- _INSTRUCTIONS_
1 - According to the Iron Patriot article, in which comic book issue did the concept of the Iron Patriot first appear?
2 - Set down the part of the Iron Patriot article starting with "The Iron Patriot is a" and going on through "and Mike Deodato.", word for word.

- _SOURCE_
++++++

The Iron Patriot is a patriotism-themed exoskeleton used by several fictional characters appearing in American comic books published by Marvel Comics.

Publication history
The concept of the Iron Patriot, which is meant to evoke Iron Man and Captain America, first appeared in Dark Avengers #1 (March 2009) and was created by Brian Michael Bendis and Mike Deodato.

Fictional history

Norman Osborn

Norman Osborn donned the original Iron Patriot armor during the Dark Reign storyline to exert his authority as "commander" of H.A.M.M.E.R. and the Dark Avengers while using Oscorp's resources. However, the Iron Patriot's star-shaped Uni Beam projector had a less powerful output. Unsurprisingly, Osborn's activities as the Iron Patriot have been jeopardized by the original Avengers: Osborn gets tricked into attacking Tony Stark, and when the New Avengers led by Captain America used the Iron Patriot's tracking device on Luke Cage as a trick to destroy his own house. During Osborn's invasion of Asgard on the grounds of a national security threat, the Iron Patriot is disabled during Osborn's fight with Steve Rogers, revealing Osborn's Green Goblin-like face paint. When Rogers, Stark and Thor transfer him to the Raft penitentiary, Osborn blames his Goblin alter-ego for ruining his chance to protect America as the Iron Patriot.

++++++

- _DATA PROVIDED_
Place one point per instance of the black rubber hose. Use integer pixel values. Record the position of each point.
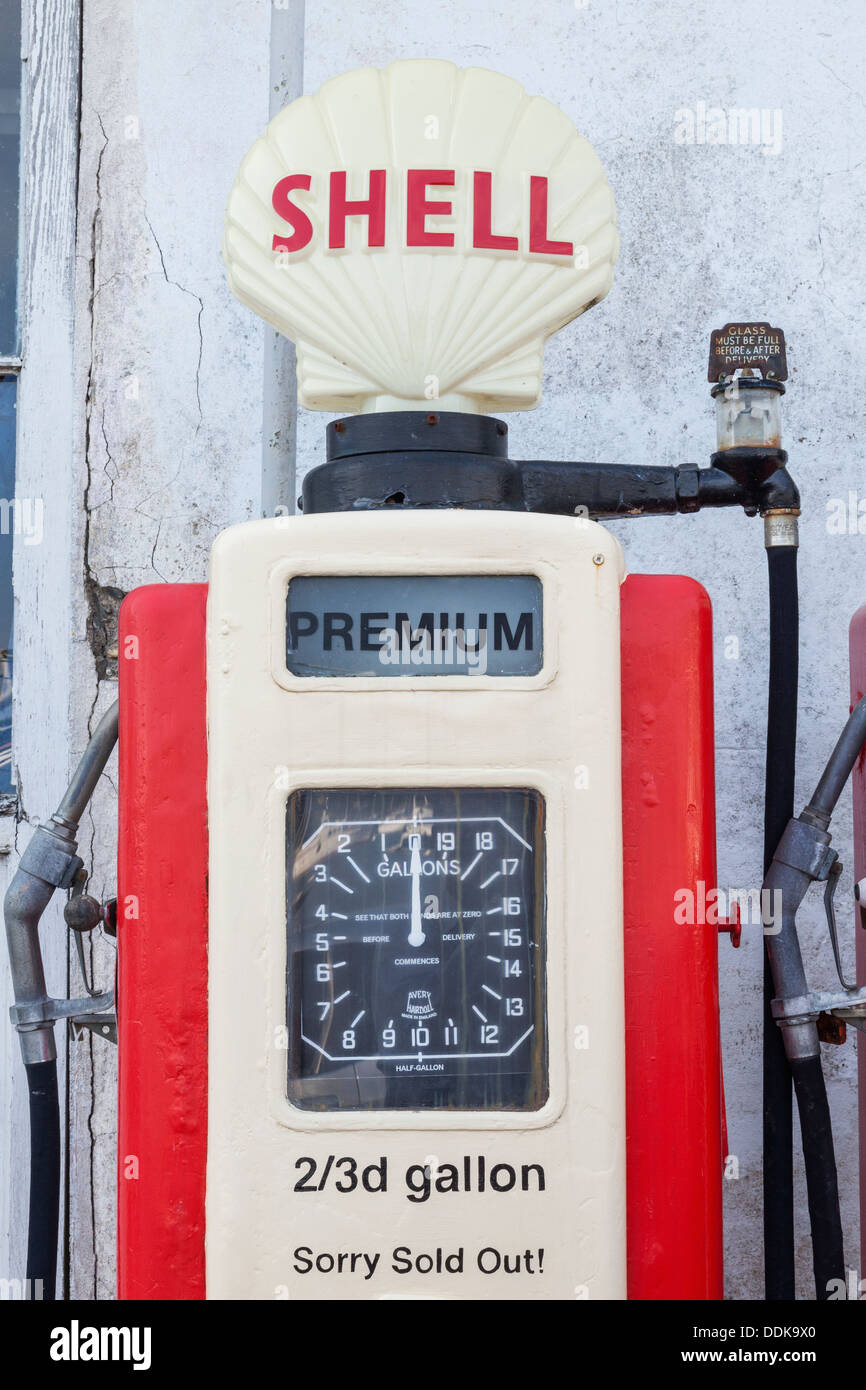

++++++

- _RESPONSES BY TASK_
1 - Dark Avengers #1 (March 2009)

2 -
The Iron Patriot is a patriotism-themed exoskeleton used by several fictional characters appearing in American comic books published by Marvel Comics.

Publication history
The concept of the Iron Patriot, which is meant to evoke Iron Man and Captain America, first appeared in Dark Avengers #1 (March 2009) and was created by Brian Michael Bendis and Mike Deodato.